Extract -
▼

OASIS Mailing List ArchivesView the OASIS mailing list archive below
or browse/search using MarkMail.

 


Help: OASIS Mailing Lists Help | MarkMail Help

virtio message

[Date Prev] | [Thread Prev] | [Thread Next] | [Date Next] -- [Date Index] | [Thread Index] | [List Home]


Subject: Re: [virtio] New virtio balloon...


On Thu, Jan 30, 2014 at 07:34:30PM +1030, Rusty Russell wrote:
> Hi,
>
>         I tried to write a new balloon driver; it's completely untested
> (as I need to write the device).  The protocol is basically two vqs, one
> for the guest to send commands, one for the host to send commands.
>
> Some interesting things come out:
> 1) We do need to explicitly tell the host where the page is we want.
>    This is required for compaction, for example.
>
> 2) We need to be able to exceed the balloon target, especially for page
>    migration.  Thus there's no mechanism for the device to refuse to
>    give us the pages.

Admin should have a way to impose a mem limit on guest. However,
he/she should be able to change it in any direction (up and down) and
even increase it above limit established at guest boot (needed for
memory hotplug). On the other hand guest should not be able to allocate
more memory then it was requested by admin in a given time.

▲

Jobs -
A) In the virtio balloon message, what are the two vqs in the proposed protocol for?
B) Can you condense the paragraph of the virtio balloon message that begins "Admin should have a way" into a short list that keeps its main points?
C) Retype the part of the virtio balloon message starting with "Subject: Re: [virtio]" and going on through "compaction, for example.".

Provided data -
▼

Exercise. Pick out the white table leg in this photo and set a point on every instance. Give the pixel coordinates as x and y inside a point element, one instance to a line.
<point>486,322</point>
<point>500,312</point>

▲

Solutions -
A) One is for the guest to send commands, and the other is for the host to send commands.

B)
- The admin should be able to impose a memory limit on the guest.
- The admin should be able to raise or lower that limit, including above the limit set at guest boot, which memory hotplug needs.
- The guest should not be able to allocate more memory than the admin requested at a given time.

C)
Subject: Re: [virtio] New virtio balloon...


On Thu, Jan 30, 2014 at 07:34:30PM +1030, Rusty Russell wrote:
> Hi,
>
>         I tried to write a new balloon driver; it's completely untested
> (as I need to write the device).  The protocol is basically two vqs, one
> for the guest to send commands, one for the host to send commands.
>
> Some interesting things come out:
> 1) We do need to explicitly tell the host where the page is we want.
>    This is required for compaction, for example.